## INSTRUCTIONS TO FOLLOW
Find every line in the records below that contains the word "wheel", and copy each of those lines unchanged.

## DATA
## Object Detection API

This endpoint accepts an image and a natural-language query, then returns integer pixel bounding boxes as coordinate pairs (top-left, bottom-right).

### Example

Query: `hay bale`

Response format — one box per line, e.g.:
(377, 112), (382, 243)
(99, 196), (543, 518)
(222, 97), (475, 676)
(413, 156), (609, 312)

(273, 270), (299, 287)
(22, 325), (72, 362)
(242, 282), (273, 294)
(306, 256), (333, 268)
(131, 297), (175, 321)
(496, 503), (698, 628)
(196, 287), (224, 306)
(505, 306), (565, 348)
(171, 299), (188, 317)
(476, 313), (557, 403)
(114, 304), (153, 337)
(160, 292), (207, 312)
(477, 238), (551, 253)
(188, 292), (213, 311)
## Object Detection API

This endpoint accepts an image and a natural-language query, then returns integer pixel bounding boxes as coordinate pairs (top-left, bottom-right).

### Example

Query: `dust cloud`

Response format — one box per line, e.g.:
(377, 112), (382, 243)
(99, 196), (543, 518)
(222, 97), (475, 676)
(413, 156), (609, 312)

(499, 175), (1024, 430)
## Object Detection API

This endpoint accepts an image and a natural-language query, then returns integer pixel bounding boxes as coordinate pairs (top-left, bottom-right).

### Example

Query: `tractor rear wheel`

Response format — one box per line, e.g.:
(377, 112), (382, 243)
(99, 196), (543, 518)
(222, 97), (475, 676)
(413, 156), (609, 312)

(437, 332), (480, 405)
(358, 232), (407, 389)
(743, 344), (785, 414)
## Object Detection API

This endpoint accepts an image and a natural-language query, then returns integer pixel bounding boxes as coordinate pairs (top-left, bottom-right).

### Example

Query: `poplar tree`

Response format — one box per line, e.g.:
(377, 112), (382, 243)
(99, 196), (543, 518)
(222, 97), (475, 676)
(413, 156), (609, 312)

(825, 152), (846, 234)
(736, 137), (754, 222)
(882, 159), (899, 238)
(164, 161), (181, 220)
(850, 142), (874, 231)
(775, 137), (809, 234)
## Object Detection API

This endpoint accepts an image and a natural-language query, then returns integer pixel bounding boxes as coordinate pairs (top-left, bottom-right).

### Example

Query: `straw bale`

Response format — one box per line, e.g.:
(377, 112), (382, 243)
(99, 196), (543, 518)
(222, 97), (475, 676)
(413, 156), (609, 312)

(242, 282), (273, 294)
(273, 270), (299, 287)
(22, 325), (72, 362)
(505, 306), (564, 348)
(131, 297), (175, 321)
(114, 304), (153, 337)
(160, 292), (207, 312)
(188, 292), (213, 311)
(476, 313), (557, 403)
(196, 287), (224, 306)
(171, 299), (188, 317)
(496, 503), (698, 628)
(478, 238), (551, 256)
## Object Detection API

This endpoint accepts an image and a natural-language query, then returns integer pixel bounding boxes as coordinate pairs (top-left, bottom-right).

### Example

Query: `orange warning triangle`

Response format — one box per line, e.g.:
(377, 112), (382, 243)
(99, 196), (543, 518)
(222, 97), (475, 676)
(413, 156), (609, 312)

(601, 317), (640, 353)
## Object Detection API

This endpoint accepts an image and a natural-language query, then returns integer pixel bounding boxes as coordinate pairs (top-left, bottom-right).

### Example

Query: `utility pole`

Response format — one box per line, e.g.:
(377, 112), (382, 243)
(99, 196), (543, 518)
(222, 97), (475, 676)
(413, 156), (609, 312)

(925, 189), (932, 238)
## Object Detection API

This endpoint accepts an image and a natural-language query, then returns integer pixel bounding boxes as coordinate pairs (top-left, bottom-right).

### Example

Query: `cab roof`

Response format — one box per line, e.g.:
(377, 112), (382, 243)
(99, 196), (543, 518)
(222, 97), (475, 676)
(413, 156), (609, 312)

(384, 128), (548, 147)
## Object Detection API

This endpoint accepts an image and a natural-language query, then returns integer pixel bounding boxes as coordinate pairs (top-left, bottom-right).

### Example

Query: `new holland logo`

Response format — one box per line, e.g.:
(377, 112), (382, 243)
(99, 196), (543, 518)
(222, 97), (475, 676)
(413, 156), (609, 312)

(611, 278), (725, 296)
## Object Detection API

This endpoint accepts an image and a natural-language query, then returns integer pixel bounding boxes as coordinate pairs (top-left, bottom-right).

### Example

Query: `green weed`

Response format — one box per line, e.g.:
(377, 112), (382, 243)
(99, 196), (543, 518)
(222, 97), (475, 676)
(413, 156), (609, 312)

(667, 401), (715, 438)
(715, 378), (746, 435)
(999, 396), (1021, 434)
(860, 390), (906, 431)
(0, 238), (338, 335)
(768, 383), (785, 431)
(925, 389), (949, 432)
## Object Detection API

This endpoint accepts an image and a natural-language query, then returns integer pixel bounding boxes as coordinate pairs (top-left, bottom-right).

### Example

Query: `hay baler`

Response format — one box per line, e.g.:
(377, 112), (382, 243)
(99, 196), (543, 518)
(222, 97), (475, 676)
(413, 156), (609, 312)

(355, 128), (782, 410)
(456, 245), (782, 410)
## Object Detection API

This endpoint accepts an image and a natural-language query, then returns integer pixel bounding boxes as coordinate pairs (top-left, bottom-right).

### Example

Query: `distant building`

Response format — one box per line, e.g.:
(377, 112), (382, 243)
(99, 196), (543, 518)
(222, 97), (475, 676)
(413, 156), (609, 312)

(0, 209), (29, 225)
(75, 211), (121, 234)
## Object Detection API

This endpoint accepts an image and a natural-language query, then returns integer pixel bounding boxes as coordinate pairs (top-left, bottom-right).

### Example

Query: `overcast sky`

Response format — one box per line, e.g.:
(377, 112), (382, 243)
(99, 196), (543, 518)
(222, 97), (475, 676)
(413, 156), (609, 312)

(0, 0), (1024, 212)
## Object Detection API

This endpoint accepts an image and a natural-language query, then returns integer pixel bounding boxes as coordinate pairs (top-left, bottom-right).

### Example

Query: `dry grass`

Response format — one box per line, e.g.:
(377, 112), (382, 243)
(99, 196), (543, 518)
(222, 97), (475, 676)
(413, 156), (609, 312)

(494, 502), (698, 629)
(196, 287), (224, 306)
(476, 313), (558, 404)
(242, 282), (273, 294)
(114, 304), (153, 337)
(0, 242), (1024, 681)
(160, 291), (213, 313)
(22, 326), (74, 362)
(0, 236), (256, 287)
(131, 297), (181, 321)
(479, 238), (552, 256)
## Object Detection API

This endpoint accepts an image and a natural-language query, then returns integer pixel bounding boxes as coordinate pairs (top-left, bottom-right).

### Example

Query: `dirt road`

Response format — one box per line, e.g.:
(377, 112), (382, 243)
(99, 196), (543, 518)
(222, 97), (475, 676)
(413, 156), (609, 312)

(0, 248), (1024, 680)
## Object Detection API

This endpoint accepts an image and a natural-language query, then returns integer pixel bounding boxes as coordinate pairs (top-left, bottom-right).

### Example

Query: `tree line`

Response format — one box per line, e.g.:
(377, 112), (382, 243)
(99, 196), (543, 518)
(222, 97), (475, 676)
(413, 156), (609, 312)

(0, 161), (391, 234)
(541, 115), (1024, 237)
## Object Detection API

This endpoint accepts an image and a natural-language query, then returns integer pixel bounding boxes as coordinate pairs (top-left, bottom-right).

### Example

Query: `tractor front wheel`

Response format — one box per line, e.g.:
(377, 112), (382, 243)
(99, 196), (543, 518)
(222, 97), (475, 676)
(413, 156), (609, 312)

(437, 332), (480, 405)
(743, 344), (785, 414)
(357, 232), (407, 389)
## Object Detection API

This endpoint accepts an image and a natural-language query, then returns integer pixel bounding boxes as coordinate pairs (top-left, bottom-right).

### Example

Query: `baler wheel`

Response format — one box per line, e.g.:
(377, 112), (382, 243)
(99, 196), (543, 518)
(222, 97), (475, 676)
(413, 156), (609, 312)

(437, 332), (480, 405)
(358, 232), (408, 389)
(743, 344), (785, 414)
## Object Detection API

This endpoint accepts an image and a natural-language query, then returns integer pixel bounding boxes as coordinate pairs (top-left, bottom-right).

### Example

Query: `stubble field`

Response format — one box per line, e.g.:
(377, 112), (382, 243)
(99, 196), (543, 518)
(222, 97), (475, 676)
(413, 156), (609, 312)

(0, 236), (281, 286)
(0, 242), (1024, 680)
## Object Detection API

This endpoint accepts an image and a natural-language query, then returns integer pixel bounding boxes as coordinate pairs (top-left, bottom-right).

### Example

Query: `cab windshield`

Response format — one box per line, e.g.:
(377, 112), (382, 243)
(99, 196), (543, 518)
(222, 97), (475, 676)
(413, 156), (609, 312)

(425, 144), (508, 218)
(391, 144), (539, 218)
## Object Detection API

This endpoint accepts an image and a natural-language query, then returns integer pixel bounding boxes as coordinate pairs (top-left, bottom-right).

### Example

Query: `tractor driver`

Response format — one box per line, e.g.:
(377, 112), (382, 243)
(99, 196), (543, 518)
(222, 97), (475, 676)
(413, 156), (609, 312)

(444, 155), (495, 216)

## WORKED SOLUTION
Query: `tractor rear wheel`
Query: `tractor front wheel`
Query: `baler wheel`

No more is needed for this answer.